WHAT TO DO =>
Could you transcribe the material below exactly, without leaving out a single line?

RECORDED INFORMATION =>
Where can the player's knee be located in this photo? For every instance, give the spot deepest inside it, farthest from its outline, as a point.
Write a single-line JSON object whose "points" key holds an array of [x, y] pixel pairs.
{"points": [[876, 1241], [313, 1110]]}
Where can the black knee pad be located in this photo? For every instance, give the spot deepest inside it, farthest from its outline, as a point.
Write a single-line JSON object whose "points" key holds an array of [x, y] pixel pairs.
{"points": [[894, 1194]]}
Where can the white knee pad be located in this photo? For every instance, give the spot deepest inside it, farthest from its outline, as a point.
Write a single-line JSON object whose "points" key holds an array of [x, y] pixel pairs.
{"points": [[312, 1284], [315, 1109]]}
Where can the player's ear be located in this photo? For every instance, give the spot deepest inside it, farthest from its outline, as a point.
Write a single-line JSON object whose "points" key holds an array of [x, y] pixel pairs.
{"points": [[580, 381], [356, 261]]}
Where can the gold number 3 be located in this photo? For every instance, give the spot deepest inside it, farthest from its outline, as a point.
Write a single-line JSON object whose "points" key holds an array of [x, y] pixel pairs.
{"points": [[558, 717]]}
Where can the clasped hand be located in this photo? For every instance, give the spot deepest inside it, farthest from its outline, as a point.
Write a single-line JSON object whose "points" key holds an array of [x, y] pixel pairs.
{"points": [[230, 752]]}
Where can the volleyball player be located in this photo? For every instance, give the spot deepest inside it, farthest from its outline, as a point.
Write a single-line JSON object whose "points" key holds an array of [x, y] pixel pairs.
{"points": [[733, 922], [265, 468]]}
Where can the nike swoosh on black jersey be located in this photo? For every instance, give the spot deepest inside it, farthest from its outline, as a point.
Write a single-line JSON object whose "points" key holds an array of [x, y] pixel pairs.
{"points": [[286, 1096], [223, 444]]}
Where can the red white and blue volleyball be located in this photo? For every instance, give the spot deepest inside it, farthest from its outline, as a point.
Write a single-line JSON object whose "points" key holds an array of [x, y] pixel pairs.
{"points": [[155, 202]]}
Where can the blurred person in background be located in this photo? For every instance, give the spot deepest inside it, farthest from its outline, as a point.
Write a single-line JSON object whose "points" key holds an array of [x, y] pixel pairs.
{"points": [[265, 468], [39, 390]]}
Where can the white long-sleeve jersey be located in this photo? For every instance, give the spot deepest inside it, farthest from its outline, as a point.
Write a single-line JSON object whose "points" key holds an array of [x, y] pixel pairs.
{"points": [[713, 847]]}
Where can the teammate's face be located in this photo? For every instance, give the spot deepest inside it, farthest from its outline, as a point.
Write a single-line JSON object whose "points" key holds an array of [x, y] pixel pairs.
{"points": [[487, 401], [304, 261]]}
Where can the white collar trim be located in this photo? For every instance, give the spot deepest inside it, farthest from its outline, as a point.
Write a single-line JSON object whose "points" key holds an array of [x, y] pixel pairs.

RESULT OF THE EXERCISE =>
Where can the player's knee be located in this photo? For every instance, give the spot deepest inside it, farthest from its outline, as a point.
Write a single-line JSON object whose "points" key holds an array of [x, y] pixel pairs.
{"points": [[876, 1241], [313, 1110]]}
Where can the black knee pad be located in this photo? For every instance, give the spot deepest inside it, farthest from its outline, as a point.
Write a single-line JSON object whose "points" key holds an array of [x, y] pixel pairs.
{"points": [[894, 1194]]}
Where can the white knee pad be located in this photo? For every instance, give the spot deepest inside it, farthest from its outline, as a point.
Write a single-line JSON object whose "points" key holds an array of [x, y] pixel pairs.
{"points": [[312, 1284], [315, 1109]]}
Where can the player's ear be located in this photo? For every instance, give the spot deepest inside it, farthest from its outline, as a point.
Write a single-line JSON object whose "points" key holds an array of [x, y] pixel pairs.
{"points": [[580, 381], [356, 261]]}
Where can the gold number 3 be located in this photo? For every instance, give the spot deepest inside it, farthest from its outline, as a point.
Write a single-line JSON object whose "points" key holds an array of [x, y] pixel pairs.
{"points": [[558, 717]]}
Where can the clasped hand be located in this photo? For every instance, give the spot deepest inside it, farthest from its outline, as a point.
Write a single-line JSON object whose "points" key holds an array of [x, y] pixel pairs.
{"points": [[230, 752]]}
Where can the volleyball player be located in this photo? For every instance, give the spot deepest inside it, farthest from its outline, as a point.
Write a single-line JSON object whose "points" key holds an array of [x, y] pixel pairs.
{"points": [[733, 922], [265, 468]]}
Where can the nike swoosh on black jersey be located in this photo? For every instance, give the spot deepest inside it, farthest from its outline, as a point.
Write a single-line JSON object whose "points" key holds an array of [x, y] pixel pairs.
{"points": [[286, 1096], [223, 444]]}
Where can the red white and blue volleyball be located in this photo? For every instance, give the spot deepest inside it, farthest from its outline, as a point.
Write a single-line JSON object whose "points" key holds an array of [x, y] pixel pairs.
{"points": [[155, 202]]}
Where can the blurred person in background be located in this photo? For every instance, give the spot deepest inside it, farthest from its outline, as a point.
Write a single-line JSON object whose "points" key holds an array of [x, y] pixel pairs.
{"points": [[265, 468], [39, 390]]}
Where can the white long-sleeve jersey be located in this photo? For every instance, give the spot deepest inside it, farthest from its outline, as a point.
Write a single-line JSON object whose "points" key holds an array of [x, y] pixel pairs.
{"points": [[713, 847]]}
Where can the teammate's face be located in this photo? For every instance, give the spot deepest inside it, farthest from its outline, as a point.
Write a single-line JSON object whose "points" key holds an array of [x, y] pixel pairs.
{"points": [[487, 401], [304, 261]]}
Where can the white collar trim be located in this photo? For every instance, give the spot deepest inside it, farthest from its outline, as a point.
Write a single-line JSON object whose "points" key holds an array of [x, y] pixel pairs.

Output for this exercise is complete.